Text section
Thursday, November 12, 2009

Sammy Sosa bleaching himself white



Literally.

When baseball great Sammy Sosa showed up at a Latin Recording Academy event last week, he looked jaw-droppingly different from his days as iconic right fielder for his Chicago Cubs. It wasn't that the 41-year-old Dominican ballplayer seemed older or heavier. It was that he looked, well, white.

As his ghastly white image shot around the Web, Sosa quickly found himself the brunt of uncharitable comparisons to another famous, mysteriously lightened celebrity -- Michael Jackson. One jokester even put Sosa's "blackness" for auction on eBay, accompanied with damning before and after photographs. Sosa soon spoke out -- in his native Spanish -- on the Univision program "Primer Impacto."

"It's a bleaching cream that I apply before going to bed and whitens my skin some," he explained. "It's a cream that I have, that I use to soften [my skin], but has bleached me some. I'm not a racist. I live my life happily."
I never knew that skin whitening is actually a big business in some parts of the world.

In India, where fair skin is associated with attractiveness and marriageability, sales of over-the-counter whiteners rose a dramatic 17 percent in a nine-month period. And the cosmetic companies that make the products, which have long had a loyal following among women in Asia and Africa, are discovering a growing new market among men. When the Fair and Lovely brand spun off a Fair and Handsome line and recruited Indian superstar Sha Rukh Khan to endorse it in 2007, sales went through the roof.

Stored data
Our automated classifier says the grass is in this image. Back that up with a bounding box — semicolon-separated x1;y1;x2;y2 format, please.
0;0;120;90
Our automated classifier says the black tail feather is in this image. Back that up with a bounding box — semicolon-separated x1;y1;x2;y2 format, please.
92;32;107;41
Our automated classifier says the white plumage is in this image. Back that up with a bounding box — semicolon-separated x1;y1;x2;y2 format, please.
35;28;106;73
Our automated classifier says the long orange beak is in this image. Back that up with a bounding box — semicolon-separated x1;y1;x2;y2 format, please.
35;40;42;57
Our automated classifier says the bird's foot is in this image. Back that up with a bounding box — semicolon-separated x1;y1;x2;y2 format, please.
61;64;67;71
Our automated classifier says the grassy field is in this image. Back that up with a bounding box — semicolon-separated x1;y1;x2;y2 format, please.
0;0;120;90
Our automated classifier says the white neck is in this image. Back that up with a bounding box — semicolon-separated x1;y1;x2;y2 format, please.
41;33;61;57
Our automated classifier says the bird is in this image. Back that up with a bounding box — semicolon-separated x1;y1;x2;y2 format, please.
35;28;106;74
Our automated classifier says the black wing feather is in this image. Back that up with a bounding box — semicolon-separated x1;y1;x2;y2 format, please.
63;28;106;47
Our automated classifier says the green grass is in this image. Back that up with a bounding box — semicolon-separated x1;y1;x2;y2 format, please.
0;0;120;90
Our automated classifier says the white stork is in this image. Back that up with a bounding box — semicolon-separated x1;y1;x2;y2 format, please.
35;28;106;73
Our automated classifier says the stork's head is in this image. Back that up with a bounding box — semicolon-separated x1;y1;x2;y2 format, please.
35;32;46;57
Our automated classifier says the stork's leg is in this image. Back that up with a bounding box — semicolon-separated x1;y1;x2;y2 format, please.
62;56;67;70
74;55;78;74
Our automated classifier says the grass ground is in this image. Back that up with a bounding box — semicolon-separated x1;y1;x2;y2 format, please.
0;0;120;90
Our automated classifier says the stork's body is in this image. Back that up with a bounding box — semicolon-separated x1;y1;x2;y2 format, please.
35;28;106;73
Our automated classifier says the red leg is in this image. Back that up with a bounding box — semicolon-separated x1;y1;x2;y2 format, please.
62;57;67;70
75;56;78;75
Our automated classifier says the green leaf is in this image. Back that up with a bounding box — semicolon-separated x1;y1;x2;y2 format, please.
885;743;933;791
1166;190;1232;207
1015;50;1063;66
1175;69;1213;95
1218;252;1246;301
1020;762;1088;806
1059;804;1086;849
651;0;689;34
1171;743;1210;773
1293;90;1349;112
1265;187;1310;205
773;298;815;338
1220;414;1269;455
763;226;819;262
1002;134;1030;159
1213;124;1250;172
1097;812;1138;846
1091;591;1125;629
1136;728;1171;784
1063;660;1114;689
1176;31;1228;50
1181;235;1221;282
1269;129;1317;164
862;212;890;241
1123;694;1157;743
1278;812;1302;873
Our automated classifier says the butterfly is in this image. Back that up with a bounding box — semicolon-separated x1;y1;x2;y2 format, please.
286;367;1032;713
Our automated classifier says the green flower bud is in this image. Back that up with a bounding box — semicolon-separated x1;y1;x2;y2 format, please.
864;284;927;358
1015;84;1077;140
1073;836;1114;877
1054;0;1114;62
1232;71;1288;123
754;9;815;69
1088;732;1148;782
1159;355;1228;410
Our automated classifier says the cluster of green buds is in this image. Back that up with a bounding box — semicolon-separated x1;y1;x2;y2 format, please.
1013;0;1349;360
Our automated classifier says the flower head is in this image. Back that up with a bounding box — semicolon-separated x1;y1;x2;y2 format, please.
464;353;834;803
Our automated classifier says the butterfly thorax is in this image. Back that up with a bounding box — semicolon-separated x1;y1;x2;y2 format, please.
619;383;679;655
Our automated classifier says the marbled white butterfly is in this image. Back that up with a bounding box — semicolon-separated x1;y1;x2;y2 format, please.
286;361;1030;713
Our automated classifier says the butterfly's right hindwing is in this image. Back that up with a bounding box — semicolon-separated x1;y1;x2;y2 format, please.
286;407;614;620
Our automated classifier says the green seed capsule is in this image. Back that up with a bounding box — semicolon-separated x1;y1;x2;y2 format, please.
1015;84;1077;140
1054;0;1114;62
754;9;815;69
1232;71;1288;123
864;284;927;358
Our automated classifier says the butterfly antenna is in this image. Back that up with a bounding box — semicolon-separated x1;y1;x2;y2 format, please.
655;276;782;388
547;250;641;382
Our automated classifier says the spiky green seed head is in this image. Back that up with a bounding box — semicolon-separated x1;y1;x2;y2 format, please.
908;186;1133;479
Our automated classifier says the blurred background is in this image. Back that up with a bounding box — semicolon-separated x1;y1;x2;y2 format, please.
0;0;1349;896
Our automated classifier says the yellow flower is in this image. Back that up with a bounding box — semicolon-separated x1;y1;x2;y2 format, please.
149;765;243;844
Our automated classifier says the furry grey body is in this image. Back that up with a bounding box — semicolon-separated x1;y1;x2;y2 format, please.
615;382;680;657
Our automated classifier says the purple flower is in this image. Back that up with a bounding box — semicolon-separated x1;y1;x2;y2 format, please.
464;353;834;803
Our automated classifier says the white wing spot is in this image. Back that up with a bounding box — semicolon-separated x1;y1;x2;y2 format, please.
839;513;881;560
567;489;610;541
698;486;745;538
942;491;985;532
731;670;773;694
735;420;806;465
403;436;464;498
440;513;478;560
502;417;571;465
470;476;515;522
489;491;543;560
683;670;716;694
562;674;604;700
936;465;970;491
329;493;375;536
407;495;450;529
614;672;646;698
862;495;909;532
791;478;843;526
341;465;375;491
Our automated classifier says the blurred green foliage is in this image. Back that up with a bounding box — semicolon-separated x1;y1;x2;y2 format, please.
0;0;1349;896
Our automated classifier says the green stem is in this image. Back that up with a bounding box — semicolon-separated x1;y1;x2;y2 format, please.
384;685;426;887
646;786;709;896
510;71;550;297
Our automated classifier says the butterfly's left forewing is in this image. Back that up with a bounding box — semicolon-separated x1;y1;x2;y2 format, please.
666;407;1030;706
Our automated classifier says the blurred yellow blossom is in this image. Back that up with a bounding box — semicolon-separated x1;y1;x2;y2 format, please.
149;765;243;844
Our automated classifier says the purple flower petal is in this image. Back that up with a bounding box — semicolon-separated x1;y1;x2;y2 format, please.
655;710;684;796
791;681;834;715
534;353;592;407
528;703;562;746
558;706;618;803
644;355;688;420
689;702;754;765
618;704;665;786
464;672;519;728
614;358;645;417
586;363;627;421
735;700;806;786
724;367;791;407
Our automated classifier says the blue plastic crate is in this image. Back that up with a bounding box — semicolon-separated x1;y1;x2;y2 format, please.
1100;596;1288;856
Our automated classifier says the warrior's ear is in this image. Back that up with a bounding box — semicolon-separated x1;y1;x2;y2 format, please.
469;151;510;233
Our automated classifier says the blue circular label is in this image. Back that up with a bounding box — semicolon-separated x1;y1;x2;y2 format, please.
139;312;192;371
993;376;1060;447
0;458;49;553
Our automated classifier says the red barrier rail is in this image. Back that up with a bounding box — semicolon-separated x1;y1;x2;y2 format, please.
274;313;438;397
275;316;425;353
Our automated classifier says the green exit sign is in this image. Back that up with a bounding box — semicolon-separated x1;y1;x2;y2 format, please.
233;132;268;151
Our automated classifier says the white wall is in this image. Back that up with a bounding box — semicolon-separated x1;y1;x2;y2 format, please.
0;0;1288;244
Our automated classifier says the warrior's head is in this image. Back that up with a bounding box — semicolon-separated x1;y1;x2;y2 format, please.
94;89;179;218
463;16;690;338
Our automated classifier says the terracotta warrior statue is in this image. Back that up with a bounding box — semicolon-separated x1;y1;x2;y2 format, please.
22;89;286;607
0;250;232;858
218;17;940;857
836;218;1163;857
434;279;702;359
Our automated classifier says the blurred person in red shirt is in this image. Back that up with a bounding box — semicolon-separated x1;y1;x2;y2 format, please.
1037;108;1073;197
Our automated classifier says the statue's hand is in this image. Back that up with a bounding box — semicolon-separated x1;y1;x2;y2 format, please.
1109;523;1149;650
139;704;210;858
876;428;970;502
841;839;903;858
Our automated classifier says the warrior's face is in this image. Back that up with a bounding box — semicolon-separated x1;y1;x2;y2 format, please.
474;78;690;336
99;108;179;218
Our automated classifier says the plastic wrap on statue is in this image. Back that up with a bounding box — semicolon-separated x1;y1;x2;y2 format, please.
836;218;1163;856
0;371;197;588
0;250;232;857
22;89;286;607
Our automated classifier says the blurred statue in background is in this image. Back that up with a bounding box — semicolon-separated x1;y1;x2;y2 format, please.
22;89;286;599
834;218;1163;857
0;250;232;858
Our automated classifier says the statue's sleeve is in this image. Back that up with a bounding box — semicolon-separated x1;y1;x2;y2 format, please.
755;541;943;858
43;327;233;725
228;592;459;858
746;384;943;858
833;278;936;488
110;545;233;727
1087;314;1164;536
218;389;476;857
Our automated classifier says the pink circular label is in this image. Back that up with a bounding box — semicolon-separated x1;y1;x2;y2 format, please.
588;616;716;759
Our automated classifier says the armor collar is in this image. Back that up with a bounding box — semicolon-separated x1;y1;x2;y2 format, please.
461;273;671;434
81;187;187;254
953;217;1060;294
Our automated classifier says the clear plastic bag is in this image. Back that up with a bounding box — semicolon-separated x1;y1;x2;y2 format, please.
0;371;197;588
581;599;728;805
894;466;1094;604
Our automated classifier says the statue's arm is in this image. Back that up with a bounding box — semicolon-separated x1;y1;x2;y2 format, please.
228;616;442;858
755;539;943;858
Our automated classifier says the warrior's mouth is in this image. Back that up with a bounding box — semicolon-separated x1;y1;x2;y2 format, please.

Parts of the exercise
A: Rewrite the passage on Sammy Sosa's lightened skin starting at "When baseball great" and ending at "looked, well, white.", putting "strikingly" in place of "jaw-droppingly".
B: Write the next part of the post about Sammy Sosa and the skin-whitening business, picking up after its last sentence.

Your written answers
A:
When baseball great Sammy Sosa showed up at a Latin Recording Academy event last week, he looked strikingly different from his days as iconic right fielder for his Chicago Cubs. It wasn't that the 41-year-old Dominican ballplayer seemed older or heavier. It was that he looked, well, white.

B:
Lighter skin, with its Western, aristocratic associations, isn't peddled overseas as merely attractive. It's a ticket to a better life. In a head-smackingly crazy 2006 spot for Fair and Lovely, a doting father plies his grown daughter with the cream and voilĂ ! She gets a job she'd previously been turned down for -- and captures the eye of a handsome new colleague.
I don't suppose this is any different, except by a matter of degree, from hair relaxing.

And it isn't as extreme as cosmetic surgery, especially since I imagine just spending some time in the sun would reverse the effects of the lightening cream.

But it is a bit shocking to see someone's desire to look different illustrated in such stark relief.